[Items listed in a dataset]
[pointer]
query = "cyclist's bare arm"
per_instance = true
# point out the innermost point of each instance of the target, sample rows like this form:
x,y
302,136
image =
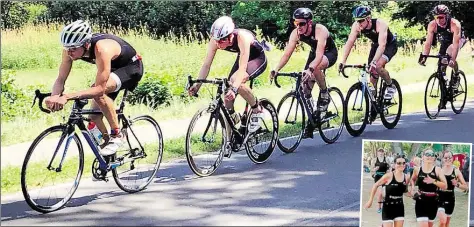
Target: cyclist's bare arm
x,y
442,179
64,70
383,180
321,34
350,41
382,29
104,55
429,37
245,39
413,179
290,47
456,29
211,52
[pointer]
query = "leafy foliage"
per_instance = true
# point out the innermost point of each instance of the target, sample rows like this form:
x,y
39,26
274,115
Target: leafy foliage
x,y
150,92
420,12
13,98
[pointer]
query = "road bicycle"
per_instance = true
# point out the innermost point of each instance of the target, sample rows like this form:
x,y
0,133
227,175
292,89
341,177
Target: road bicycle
x,y
58,150
294,107
439,90
213,134
362,106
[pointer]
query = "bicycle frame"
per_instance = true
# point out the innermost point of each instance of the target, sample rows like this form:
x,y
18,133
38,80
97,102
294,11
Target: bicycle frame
x,y
76,118
364,81
440,71
299,95
218,105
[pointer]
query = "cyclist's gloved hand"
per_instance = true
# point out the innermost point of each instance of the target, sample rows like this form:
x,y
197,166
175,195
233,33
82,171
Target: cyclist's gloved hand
x,y
422,59
452,62
341,66
193,90
273,73
373,67
307,74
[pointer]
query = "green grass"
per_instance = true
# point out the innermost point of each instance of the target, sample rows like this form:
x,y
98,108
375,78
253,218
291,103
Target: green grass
x,y
175,148
34,53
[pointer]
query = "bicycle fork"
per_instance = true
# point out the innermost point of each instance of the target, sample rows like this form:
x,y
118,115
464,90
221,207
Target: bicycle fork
x,y
70,136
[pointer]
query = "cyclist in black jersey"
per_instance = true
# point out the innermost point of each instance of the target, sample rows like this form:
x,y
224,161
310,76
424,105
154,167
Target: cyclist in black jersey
x,y
454,178
384,45
323,55
379,168
395,184
429,179
119,67
250,63
451,36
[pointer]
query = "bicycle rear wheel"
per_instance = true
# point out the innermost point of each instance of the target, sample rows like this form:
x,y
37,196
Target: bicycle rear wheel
x,y
291,113
141,157
206,142
332,120
356,110
261,144
37,180
434,95
459,94
391,109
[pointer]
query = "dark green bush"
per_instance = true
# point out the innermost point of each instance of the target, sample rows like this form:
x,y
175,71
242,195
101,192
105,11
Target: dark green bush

- **Exercise requirements**:
Give an exact reproduction of every line, leaving out any picture.

- **The reply**:
[pointer]
query = "cyclist's bare arm"
per_instance = true
# point out the innermost point of each instance of the target, sample rows like this form:
x,y
302,136
image =
Target: cyclist's bare arm
x,y
442,179
64,70
383,180
321,34
350,41
382,29
104,55
429,37
245,39
413,179
290,47
456,29
211,52
[pointer]
query = "leafy foliage"
per_instance = true
# point out the innermost point of each instance of the target, sample rows like this form:
x,y
39,26
274,115
Target: leafy foliage
x,y
150,92
420,12
13,98
[pointer]
query = "road bicycle"
per_instance = true
# point out the innermost point of each instance of the target, sample rows like this form:
x,y
0,133
227,175
292,89
341,177
Target: road bicycle
x,y
58,150
294,107
439,90
213,134
362,106
[pointer]
query = "bicycle frame"
per_instance = true
# point out the innermost point of each instance of the target, sample rows like this form:
x,y
18,133
38,80
97,102
294,11
Target: bicycle frame
x,y
76,118
364,81
440,71
299,95
218,105
[pointer]
query = "cyclist's gloved hand"
per_instance = true
# point out the innermost point of each instance of the target, sample rows like this form:
x,y
197,166
175,195
233,33
82,171
Target: cyclist's gloved hand
x,y
422,59
452,62
341,66
193,90
273,73
373,67
307,74
[pointer]
query = "green grass"
per_instance = true
# point out the innermost point of each instance of the target, sample rows like this form:
x,y
98,108
375,78
253,218
291,103
Target: green grass
x,y
175,148
34,53
[pointer]
query = "bicycle fork"
per_instance = true
# point out the innermost point of each instance of the target, sample rows like this form:
x,y
118,115
464,90
221,207
Target: bicycle fork
x,y
70,136
[pointer]
query = "cyclist in black jersey"
per_instance = true
# point out the innermost point of each instance of the target, sample rows like this form:
x,y
224,161
310,76
424,105
154,167
Target: cyclist in black jersey
x,y
454,178
384,45
323,55
379,168
395,184
429,179
119,67
250,63
451,36
[pointer]
query = "bicycle rear wheel"
per_instance = true
# point out the innermost point of each instance of the target, sample rows like this form:
x,y
37,196
Target: bicycle rear wheel
x,y
291,113
141,157
206,142
332,120
356,110
261,144
37,180
434,95
459,94
391,109
[pointer]
query = "dark green bush"
per_instance = true
# point out the innermost point of each instance of the target, sample rows like this form:
x,y
175,71
242,195
101,192
105,11
Target: dark green bush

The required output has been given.